**EXCERPT**
##########

Scientific Quality of COVID-19 and SARS CoV-2 Publications in the Highest Impact Medical Journals during the Early Phase of the Pandemic: A Case-Control Study

Published on by Joana Berger-Estilita
A debate about the scientific quality of COVID-19 themed research has emerged. We explored whether the quality of evidence of COVID-19 publications is lower when compared to nonCOVID-19 publications in the three highest ranked scientific medical journals. We searched the PubMed Database from March 12 to April 12, 2020 and identified 559 publications in the New England Journal of Medicine, the Journal of the American Medical Association, and The Lancet which were divided into COVID-19 (cases, n = 204) and nonCOVID-19 (controls, n = 355) associated content. After exclusion of secondary, unauthored, response letters and non-matching article types, 157 COVID-19 publications (including 13 original articles) and 141 nonCOVID-19 publications (including 52 original articles) were included in the comparative analysis. The hierarchical level of evidence was determined for each publication included and compared between cases and controls as the main outcome. A quantitative scoring of quality was carried out for the subgroup of original articles. The numbers of authors and citation rates were also compared between groups. The 141 nonCOVID-19 publications were associated with higher levels of evidence on the level of evidence pyramid, with a strong association measure (Cramer's V: 0.423, P <0.001). The 157 COVID-19 publications were 16-fold more likely to be of lower evidence (95% confidence interval [CI] for odds ratio, 6.2–42; P <0.001). The quantitative quality score (maximum possible score, 28) was significantly different in favor of nonCOVID-19 (mean difference, 11.1; 95% CI, 8.5–13.7; P <0.001). There was a significant difference in the early citation rate of the original articles that favored the COVID-19 original articles (median [interquartile range], 45 [30-244] vs. 2 [1-4] citations; P <0.001). We conclude that the quality of COVID-19 publications in the three highest ranked scientific medical journals is below the quality average of these journals. These findings need to be verified at a later stage of the pandemic.

##########

**DATASET ENTRIES**

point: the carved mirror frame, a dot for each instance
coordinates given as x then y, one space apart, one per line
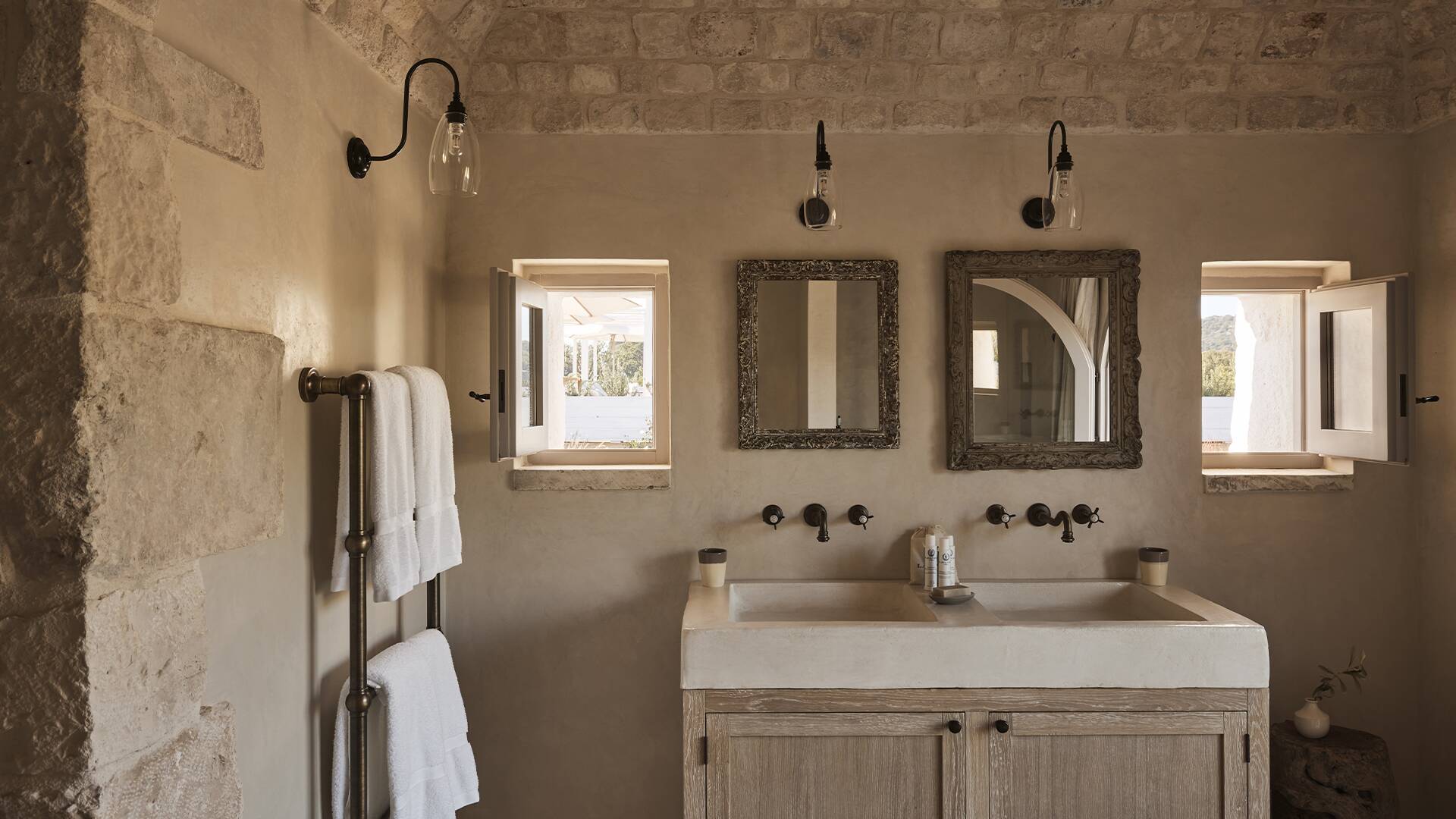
886 275
1125 450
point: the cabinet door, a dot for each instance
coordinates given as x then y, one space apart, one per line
1119 765
836 765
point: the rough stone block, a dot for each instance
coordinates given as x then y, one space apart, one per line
615 115
801 114
593 77
688 77
676 115
165 392
660 36
755 77
723 34
1088 112
785 36
1293 36
851 36
817 77
1212 115
928 115
977 36
598 34
1174 36
889 77
555 115
193 776
913 34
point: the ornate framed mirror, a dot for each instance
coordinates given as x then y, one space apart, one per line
819 354
1041 357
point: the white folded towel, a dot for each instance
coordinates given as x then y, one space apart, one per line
427 755
394 553
437 521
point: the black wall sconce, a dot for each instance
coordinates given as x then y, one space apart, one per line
453 165
819 209
1062 207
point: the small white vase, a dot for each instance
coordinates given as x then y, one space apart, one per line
1312 720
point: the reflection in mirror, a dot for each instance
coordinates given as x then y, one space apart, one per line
819 356
1040 359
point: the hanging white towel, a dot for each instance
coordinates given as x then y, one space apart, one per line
437 519
430 763
394 553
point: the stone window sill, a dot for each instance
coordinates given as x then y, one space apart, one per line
1232 482
588 479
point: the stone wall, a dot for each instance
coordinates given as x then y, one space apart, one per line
121 428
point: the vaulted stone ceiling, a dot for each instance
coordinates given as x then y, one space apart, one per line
924 66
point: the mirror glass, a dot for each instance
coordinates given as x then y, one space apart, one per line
819 354
1040 359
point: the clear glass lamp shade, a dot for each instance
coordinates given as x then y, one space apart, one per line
820 206
1063 209
455 159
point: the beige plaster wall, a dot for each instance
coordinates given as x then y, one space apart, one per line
1435 180
346 275
574 704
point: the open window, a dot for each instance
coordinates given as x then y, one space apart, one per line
580 353
1301 366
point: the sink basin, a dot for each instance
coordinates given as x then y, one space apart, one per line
1014 634
826 602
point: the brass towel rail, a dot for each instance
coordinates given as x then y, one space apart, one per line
357 391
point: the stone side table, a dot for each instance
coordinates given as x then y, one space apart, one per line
1343 776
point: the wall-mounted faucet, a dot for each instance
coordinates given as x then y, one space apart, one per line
816 515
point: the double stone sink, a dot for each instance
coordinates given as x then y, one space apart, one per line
1014 634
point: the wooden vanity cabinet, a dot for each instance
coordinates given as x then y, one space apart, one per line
976 754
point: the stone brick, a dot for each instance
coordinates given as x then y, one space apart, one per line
721 34
1155 114
1234 36
615 115
977 36
1097 37
1175 36
593 77
849 36
1292 112
946 80
801 114
676 115
1280 76
737 115
165 392
889 77
542 77
785 36
865 115
1088 112
913 34
1363 36
689 77
1005 77
1293 36
598 34
1037 36
1063 76
928 115
1212 115
1138 77
1365 77
753 77
829 77
660 36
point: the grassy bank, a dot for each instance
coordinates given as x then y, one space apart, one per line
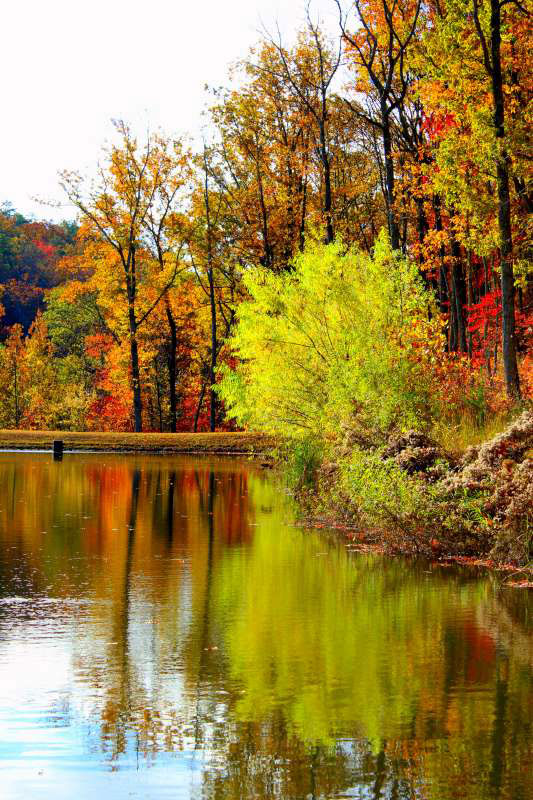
223 443
407 494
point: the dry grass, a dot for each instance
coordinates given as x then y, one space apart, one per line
238 443
456 439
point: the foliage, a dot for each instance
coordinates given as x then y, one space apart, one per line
342 336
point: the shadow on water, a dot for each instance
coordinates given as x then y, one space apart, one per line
182 622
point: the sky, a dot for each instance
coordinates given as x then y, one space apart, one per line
71 66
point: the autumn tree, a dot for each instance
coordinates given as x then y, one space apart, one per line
130 212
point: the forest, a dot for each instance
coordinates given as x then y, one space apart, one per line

##########

**PROBLEM REQUIREMENTS**
Reproduce in full, word for word, the abstract above on the quality of COVID-19 publications in high-impact medical journals.

**SOLUTION BELOW**
Scientific Quality of COVID-19 and SARS CoV-2 Publications in the Highest Impact Medical Journals during the Early Phase of the Pandemic: A Case-Control Study

Published on by Joana Berger-Estilita
A debate about the scientific quality of COVID-19 themed research has emerged. We explored whether the quality of evidence of COVID-19 publications is lower when compared to nonCOVID-19 publications in the three highest ranked scientific medical journals. We searched the PubMed Database from March 12 to April 12, 2020 and identified 559 publications in the New England Journal of Medicine, the Journal of the American Medical Association, and The Lancet which were divided into COVID-19 (cases, n = 204) and nonCOVID-19 (controls, n = 355) associated content. After exclusion of secondary, unauthored, response letters and non-matching article types, 157 COVID-19 publications (including 13 original articles) and 141 nonCOVID-19 publications (including 52 original articles) were included in the comparative analysis. The hierarchical level of evidence was determined for each publication included and compared between cases and controls as the main outcome. A quantitative scoring of quality was carried out for the subgroup of original articles. The numbers of authors and citation rates were also compared between groups. The 141 nonCOVID-19 publications were associated with higher levels of evidence on the level of evidence pyramid, with a strong association measure (Cramer's V: 0.423, P <0.001). The 157 COVID-19 publications were 16-fold more likely to be of lower evidence (95% confidence interval [CI] for odds ratio, 6.2–42; P <0.001). The quantitative quality score (maximum possible score, 28) was significantly different in favor of nonCOVID-19 (mean difference, 11.1; 95% CI, 8.5–13.7; P <0.001). There was a significant difference in the early citation rate of the original articles that favored the COVID-19 original articles (median [interquartile range], 45 [30-244] vs. 2 [1-4] citations; P <0.001). We conclude that the quality of COVID-19 publications in the three highest ranked scientific medical journals is below the quality average of these journals. These findings need to be verified at a later stage of the pandemic.